■ Exercise prompt
Copy out each line of the entries where the word "negative" is present.

----

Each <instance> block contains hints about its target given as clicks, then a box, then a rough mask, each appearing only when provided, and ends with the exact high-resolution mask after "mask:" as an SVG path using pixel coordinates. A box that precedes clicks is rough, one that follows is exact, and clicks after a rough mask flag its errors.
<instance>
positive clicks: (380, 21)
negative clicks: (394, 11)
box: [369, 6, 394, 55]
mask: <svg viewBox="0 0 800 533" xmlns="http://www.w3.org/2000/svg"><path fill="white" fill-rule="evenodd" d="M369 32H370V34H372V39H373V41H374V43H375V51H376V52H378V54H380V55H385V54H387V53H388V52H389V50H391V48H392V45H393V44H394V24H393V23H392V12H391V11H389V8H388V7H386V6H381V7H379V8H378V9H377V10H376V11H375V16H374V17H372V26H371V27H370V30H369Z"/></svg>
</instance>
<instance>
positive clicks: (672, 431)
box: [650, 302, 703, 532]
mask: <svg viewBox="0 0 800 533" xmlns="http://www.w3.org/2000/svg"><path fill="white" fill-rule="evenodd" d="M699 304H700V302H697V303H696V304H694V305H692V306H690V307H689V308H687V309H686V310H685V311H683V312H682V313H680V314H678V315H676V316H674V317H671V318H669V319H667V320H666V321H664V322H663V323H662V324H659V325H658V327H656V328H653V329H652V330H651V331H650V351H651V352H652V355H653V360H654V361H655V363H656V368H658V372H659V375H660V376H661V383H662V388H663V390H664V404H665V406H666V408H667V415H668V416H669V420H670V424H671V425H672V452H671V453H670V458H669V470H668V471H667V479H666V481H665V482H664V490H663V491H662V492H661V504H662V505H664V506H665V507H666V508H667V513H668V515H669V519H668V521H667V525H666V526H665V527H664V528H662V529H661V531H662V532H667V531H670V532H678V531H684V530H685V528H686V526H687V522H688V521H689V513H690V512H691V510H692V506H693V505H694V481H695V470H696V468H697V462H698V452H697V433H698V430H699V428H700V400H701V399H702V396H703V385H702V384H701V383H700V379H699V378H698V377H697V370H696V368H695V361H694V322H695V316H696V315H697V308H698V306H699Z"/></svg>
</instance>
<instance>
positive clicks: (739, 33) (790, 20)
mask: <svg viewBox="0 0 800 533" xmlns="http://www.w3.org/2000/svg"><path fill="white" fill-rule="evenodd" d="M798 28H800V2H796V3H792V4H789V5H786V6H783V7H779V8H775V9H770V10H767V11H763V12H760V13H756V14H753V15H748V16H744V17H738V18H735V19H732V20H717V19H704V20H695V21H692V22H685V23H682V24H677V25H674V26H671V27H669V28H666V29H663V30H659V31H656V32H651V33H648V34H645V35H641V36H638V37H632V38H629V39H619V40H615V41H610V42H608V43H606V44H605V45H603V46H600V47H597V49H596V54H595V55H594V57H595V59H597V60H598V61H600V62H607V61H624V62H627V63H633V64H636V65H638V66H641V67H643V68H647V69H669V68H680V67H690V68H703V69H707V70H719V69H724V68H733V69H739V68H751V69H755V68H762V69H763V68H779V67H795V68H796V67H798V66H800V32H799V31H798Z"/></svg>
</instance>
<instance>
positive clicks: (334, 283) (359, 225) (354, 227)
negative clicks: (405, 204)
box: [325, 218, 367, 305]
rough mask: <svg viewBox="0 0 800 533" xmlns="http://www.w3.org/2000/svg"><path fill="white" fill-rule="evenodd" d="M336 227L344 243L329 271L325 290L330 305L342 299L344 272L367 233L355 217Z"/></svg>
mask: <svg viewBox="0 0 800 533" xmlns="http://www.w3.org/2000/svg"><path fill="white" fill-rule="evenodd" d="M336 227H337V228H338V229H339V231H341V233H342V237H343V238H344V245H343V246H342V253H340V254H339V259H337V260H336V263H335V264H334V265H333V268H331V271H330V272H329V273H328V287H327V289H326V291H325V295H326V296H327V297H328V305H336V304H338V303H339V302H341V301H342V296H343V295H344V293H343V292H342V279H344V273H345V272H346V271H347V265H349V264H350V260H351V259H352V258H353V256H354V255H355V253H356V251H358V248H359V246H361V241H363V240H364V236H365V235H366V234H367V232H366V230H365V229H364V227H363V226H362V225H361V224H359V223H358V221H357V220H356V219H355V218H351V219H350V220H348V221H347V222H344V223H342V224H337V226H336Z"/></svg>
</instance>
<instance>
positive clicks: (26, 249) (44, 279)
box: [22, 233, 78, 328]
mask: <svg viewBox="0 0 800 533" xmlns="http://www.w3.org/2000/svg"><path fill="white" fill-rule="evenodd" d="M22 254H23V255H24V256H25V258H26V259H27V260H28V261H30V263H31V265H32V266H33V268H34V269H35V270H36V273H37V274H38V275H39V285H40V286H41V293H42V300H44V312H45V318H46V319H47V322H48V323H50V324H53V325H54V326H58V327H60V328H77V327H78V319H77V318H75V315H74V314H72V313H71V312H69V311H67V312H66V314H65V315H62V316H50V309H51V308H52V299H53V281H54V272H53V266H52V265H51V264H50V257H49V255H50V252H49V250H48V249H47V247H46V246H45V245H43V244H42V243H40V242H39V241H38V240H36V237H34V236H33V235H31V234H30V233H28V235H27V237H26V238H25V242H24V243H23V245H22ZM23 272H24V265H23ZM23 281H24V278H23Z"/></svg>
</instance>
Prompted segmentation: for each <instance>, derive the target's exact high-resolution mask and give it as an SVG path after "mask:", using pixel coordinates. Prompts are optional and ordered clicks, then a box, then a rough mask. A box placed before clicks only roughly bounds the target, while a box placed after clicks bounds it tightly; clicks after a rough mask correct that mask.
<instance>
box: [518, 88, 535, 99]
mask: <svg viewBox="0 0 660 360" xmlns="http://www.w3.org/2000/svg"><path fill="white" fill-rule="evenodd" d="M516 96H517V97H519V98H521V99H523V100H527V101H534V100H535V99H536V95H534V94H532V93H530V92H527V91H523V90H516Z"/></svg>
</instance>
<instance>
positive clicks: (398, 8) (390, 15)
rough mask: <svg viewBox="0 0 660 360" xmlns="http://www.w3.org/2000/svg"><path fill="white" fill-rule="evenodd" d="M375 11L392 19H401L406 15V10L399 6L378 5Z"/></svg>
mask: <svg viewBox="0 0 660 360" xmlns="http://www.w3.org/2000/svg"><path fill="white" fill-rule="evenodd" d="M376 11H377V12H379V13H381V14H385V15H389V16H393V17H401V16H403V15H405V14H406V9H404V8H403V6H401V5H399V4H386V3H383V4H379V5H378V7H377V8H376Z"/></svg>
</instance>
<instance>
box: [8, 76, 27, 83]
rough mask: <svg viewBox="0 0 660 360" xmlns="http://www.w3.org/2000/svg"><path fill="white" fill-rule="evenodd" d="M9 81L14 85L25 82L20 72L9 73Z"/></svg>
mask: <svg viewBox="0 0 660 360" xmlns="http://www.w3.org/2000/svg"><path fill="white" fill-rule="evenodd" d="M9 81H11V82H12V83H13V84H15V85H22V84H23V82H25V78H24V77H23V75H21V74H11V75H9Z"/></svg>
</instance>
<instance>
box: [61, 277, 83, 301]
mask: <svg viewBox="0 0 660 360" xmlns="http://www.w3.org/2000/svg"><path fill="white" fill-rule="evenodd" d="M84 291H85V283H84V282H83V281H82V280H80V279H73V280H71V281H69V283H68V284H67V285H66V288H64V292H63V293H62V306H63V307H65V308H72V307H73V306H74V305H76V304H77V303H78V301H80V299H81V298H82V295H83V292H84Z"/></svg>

----

■ Solution
negative clicks: (394, 11)
negative clicks: (405, 204)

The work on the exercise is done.